▸ **Problem description**
Name every book and every country mentioned in the essay on value judgments that follows.

--- begin Article ---

When it comes to value theory (ethics and aesthetics) one has a binary choice. Either such value judgments as "This is good/bad" or "That is beautiful/not beautiful" are true or they are not. But clearly they aren't facts in the sense that "Water freezes at 32F/0C" is a fact or "My microwave oven is to the left of my refrigerator" are facts. They aren't facts about the world of things. Clearly, they express opinions. Whatever truth applies to them is the truth of whether or not you really believe what you are saying.

So, how can an opinion become a fact? The only way the ingenuity of man has ever come up with is that there must be some standard or standard-setter independent of the world of stuff and things according to which such statements become factual.

Throughout most of recorded history, the guarantor has been a deity. What is true is what accords with his mind.

We skeptics and free thinkers typically don't believe in deities which means they come up short when trying to claim that an ethical or aesthetic judgment qualifies as factual.

In the clip above, Richard Dawkins was asked how, without making the sort of leap of faith atheists are known to abhor, could there be moral certainty? After recounting many of the abhorrent things one finds in The Bible and Koran, he basically says that, by contrast with the past when such things were decided by scriptural authority and other nonsense, we today discuss and debate and reason and arrive at more rational and humane views.In other words, better opinions and attitudes. Notice, curiously, that he doesn't make any factual claims about ethics or morality. All he says, basically, is that today we're doing our opinions better than they used to in the past because today we have better intellectual tools and we leave religion out of the pictures.

But, of course, even that view is an opinion and not a fact.

And yet, such views as we arrive at by such methods are still not absolutes just as science knows no absolutes other than very basic facts and measurements. No matter how established a theory or law is, it's never out of bounds to question whether it is true or precisely enough stated, and in that sense they really are not facts. Unlike facts, theories and laws are attempts at description. Even if they work every time and in every way possible so far, and even if we treat them much like facts, they are still tentative.

Consensus or majority vote doesn't establish certainty any more than rolling one's eyes at something we disagree with proves it is false.

People believe what people in their day believe, or to be a bit more precise, people tend to believe pretty close to what those in their social or intellectual circle believe. That's the way it is and the way it's always been, and it's obviously true. People in the United States are far more likely to be Christian than Hindu whereas in India the opposite is the case, to take an obvious example.

--- end Article ---
--- begin Material provided ---

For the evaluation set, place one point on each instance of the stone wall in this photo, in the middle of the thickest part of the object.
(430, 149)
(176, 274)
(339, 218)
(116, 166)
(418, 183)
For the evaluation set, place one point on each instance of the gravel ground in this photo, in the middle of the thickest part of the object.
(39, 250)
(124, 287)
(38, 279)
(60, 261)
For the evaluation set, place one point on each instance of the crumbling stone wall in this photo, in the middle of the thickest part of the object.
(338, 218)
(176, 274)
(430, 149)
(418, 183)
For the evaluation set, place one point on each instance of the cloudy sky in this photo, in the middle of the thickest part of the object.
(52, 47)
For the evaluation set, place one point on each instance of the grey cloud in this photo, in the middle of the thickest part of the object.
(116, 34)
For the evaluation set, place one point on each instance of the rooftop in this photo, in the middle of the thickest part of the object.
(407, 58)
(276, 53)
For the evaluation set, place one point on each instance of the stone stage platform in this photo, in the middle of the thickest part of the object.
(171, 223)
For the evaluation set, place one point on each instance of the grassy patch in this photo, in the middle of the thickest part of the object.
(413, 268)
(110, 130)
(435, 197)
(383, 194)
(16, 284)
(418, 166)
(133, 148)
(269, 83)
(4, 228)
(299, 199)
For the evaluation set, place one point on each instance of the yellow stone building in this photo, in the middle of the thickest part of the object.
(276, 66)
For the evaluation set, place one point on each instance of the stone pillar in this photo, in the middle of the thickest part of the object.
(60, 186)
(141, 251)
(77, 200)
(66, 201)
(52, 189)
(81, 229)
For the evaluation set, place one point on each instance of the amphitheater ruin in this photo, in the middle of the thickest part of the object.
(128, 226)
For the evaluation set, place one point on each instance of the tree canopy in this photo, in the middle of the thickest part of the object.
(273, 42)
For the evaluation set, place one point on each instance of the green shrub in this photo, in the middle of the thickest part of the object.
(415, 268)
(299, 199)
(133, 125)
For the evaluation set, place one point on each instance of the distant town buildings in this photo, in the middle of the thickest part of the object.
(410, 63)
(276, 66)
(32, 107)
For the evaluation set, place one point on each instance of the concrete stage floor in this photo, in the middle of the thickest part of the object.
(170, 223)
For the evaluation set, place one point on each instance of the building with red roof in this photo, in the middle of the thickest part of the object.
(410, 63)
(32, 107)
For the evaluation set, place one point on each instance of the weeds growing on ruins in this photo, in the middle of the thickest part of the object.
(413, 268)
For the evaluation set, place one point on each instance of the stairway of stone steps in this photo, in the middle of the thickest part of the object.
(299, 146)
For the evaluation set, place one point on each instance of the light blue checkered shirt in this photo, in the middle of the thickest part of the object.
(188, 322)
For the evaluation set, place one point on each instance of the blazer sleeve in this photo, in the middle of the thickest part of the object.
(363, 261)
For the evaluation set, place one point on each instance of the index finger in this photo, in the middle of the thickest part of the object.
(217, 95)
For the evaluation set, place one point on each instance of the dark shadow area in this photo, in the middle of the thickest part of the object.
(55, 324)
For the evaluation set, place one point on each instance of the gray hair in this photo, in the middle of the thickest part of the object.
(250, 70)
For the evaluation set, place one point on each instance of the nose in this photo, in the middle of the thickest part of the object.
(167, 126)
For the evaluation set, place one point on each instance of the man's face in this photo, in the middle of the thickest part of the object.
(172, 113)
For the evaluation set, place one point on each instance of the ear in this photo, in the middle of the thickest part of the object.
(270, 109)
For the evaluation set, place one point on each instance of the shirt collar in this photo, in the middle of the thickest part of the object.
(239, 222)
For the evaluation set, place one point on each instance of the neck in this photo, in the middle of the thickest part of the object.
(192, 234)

--- end Material provided ---

▸ **Reply**
The Bible, the Koran, the United States, India